◆ Data
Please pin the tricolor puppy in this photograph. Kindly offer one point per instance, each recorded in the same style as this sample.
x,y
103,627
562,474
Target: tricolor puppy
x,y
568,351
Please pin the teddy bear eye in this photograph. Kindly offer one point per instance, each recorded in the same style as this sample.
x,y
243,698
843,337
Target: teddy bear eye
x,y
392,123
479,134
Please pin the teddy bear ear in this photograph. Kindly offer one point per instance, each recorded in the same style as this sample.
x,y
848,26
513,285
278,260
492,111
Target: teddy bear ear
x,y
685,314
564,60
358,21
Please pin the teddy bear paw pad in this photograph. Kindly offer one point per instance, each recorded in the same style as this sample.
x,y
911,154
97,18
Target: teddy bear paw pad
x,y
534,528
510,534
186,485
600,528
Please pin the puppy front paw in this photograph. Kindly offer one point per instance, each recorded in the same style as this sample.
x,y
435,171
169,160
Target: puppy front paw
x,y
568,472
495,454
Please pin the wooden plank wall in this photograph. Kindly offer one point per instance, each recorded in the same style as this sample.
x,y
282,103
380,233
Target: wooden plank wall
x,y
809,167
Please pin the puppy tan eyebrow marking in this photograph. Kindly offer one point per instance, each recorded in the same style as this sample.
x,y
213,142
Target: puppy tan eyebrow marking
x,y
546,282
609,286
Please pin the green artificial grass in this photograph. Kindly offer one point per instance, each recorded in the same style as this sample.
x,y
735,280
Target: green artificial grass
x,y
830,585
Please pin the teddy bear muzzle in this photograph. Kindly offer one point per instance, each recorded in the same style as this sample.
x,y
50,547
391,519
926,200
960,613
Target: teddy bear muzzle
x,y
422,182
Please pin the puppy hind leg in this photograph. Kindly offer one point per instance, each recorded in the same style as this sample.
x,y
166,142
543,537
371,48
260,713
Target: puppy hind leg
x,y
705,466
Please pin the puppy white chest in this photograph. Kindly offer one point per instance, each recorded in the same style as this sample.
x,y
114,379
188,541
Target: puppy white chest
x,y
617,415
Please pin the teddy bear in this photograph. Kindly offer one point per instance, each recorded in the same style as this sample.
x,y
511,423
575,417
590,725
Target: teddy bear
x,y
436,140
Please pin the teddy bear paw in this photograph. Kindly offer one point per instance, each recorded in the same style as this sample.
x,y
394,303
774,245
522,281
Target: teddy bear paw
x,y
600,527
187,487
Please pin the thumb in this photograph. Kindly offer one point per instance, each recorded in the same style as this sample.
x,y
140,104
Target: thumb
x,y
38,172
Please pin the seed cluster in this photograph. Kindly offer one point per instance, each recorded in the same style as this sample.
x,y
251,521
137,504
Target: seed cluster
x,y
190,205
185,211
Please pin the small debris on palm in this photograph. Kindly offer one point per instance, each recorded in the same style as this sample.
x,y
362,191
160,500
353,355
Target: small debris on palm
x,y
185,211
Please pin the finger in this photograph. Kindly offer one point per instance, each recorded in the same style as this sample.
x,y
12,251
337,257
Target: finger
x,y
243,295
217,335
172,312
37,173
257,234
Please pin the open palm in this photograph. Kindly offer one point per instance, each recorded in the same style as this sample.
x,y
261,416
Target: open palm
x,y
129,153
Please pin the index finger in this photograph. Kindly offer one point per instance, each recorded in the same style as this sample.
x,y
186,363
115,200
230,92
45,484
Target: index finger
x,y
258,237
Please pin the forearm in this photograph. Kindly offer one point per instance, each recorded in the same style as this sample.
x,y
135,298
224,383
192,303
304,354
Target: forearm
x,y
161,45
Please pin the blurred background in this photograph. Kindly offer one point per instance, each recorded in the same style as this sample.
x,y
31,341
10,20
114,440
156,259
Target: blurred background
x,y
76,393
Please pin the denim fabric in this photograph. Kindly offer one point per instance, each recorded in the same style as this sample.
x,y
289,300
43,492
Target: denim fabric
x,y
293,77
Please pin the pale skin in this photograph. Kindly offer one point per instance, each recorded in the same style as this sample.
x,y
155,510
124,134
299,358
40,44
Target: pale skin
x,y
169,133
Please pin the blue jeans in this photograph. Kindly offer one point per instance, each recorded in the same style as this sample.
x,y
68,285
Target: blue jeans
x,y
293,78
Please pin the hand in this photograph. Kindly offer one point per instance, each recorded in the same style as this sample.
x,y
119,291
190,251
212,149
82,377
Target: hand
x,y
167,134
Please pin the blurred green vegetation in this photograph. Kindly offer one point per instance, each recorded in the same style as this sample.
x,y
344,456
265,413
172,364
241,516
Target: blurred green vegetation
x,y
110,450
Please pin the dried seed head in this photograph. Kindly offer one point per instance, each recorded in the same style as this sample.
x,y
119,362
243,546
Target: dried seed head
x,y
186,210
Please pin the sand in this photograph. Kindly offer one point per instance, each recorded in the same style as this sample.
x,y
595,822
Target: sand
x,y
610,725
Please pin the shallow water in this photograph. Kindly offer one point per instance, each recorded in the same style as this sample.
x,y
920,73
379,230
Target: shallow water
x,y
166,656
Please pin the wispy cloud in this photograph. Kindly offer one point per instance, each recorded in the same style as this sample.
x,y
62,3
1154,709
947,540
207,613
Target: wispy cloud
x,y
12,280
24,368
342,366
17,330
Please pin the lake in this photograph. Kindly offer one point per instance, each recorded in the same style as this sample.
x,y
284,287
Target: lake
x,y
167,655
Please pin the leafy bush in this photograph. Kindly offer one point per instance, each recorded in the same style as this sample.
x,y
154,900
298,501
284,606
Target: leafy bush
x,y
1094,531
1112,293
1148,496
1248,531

◆ Directions for this task
Copy out the material verbatim, starting at the line that contains "Please pin the leafy" and ending with the final line of the material.

◆ Completed exercise
Please pin the leafy bush in this photograph. Kindly offer one point per instance, each recorded in the same style as this sample.
x,y
154,900
298,501
284,606
Target: leafy bush
x,y
1094,531
1112,293
1148,496
1248,531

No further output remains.